== Page extract ==
=== Section Start ===

UNION COUNTY — The county could be getting out of the hospital business. Although a recently released executive budget forecasts a better overall financial picture dawning over the county, new revenue is “desperately needed,” county Manager Al Faella wrote in a letter accompanying the budget last month.
And a cornerstone of that effort could be the sale of a century-old asset: the Runnells Specialized Hospital.
The hospital, on 45 acres in the Berkeley Heights hills, lost nearly $20 million last year, with the bulk of that attributable to reductions in federal Medicaid and Medicare reimbursements, officials say.
According to a recently completed study by a Pennsylvania management consultant firm, Complete HealthCare Resources, the county could derive between $22.4 million and $25.8 million by selling Runnells.
But either a sale or even a lease would also relieve the county from pension obligations and from providing health benefits to several hundred employees. A sale would also put the facility on the tax rolls.
But longtime employees and hospital advocates, including union representatives, say much more than a building is at stake.
Barbara Egger, a longtime Runnells nurse and president of Local 5112 of the Health Professionals and Allied Employees, fears a sale to a private company would cut into oversight, transparency and, especially, treatment.
“Privatization has more often decreased access and quality of health care and created a decline in working conditions, wages and retirement security of the health-care workforce,” she told the county freeholders last month.
Despite the uncertainty surrounding the facility, its employees remain dedicated to Runnells’ mission, Egger said. That is reflected in what matters most — patient care, she said.

=== Section End ===

== Material supplied ==
=== Section Start ===

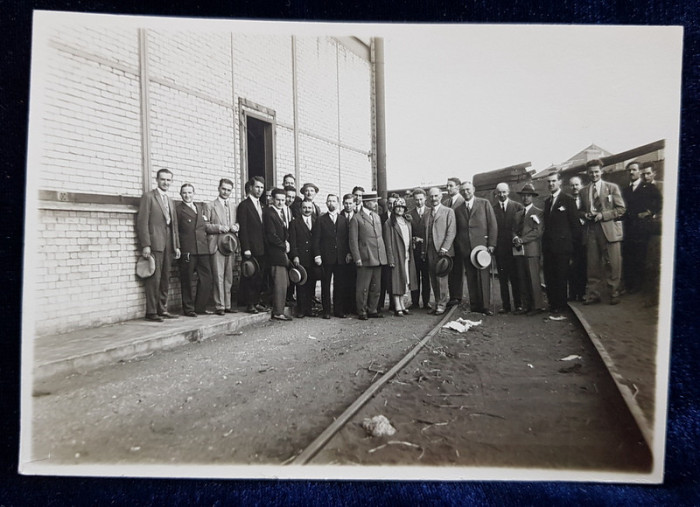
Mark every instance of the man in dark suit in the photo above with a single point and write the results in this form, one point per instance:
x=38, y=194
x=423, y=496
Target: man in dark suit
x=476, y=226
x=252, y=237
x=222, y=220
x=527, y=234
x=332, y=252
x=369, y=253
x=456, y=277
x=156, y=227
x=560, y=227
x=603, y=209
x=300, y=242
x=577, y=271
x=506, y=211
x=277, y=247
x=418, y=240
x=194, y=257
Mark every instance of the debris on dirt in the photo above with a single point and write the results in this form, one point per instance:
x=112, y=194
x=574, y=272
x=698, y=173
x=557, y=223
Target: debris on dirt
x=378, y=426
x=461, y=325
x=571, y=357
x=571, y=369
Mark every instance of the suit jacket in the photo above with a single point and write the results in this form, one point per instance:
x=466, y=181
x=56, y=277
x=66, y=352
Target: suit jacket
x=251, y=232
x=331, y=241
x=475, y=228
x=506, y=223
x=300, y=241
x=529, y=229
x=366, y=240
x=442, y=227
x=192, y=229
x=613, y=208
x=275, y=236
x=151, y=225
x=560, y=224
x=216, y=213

=== Section End ===

Continue the news article about Union County's possible sale of Runnells Specialized Hospital, starting right after its final sentence.

== Task result ==
“It’s always been a great place to work,” she said during a recent interview. “And the patients know that.”
She calls the work done by nurses and aides within Runnells’ 300-bed long-term care unit and its 44-bed adult psychiatric facility back-breaking, but ultimately rewarding. It calls for equal parts compassion and dedication, she said. For that reason, staff turnover is minimal, she said, allowing people to build a bond with patients and their families.
But Egger warns those qualities could be lost should the facility transfer to private hands. Because profit margins are so thin, cost-cutting in private care comes by thinning staff and paying less, said Egger, who said she has worked every unit and every shift at the hospital. That results in fewer skilled aides clothing, bathing and feeding patients, checking vital signs and dispensing medications.
“When you cut staff, there’s no way you can’t cut care,” she said.
Egger asked the freeholders to consider several suggestions to bolster the hospital’s bottom line, including leasing space and reopening closed wings.
Freeholder Vice Chairman Chris Hudak said the county can’t ignore the decline in reimbursements, rising expenses and consequent tax burden.
Reimbursements, currently $222 per patient per day, are projected to fall another 10 percent, to about $190, in the coming years, according to the CHR consultants. To break even, they said, Runnells would need reimbursements in the $275 to $300 range.
Although the consultants said “alternative ownership” is the only way for the county to stop essentially subsidizing the facility, the freeholders have said Runnells’ fate won’t be decided in a hurry.
Freeholder Daniel Sullivan said the imminent departure of the hospital’s administrator, Joan Wheeler, on April 1, could augur changes. And he said that Wheeler herself is a repository of ideas.
“Until we hear all those things,” Sullivan said, alluding to the board’s research, “we’re not going to make a decision any time soon.”
Hudak said he and his colleagues would be taking a detailed look at CHR’s conclusions and be diligent in their outreach to staff, patients and their families and other stakeholders.
“This is something that needs to be done with care and correctly to put the county on the best path for the future,” he said. “You don’t do this with an ax, you do it with a scalpel.”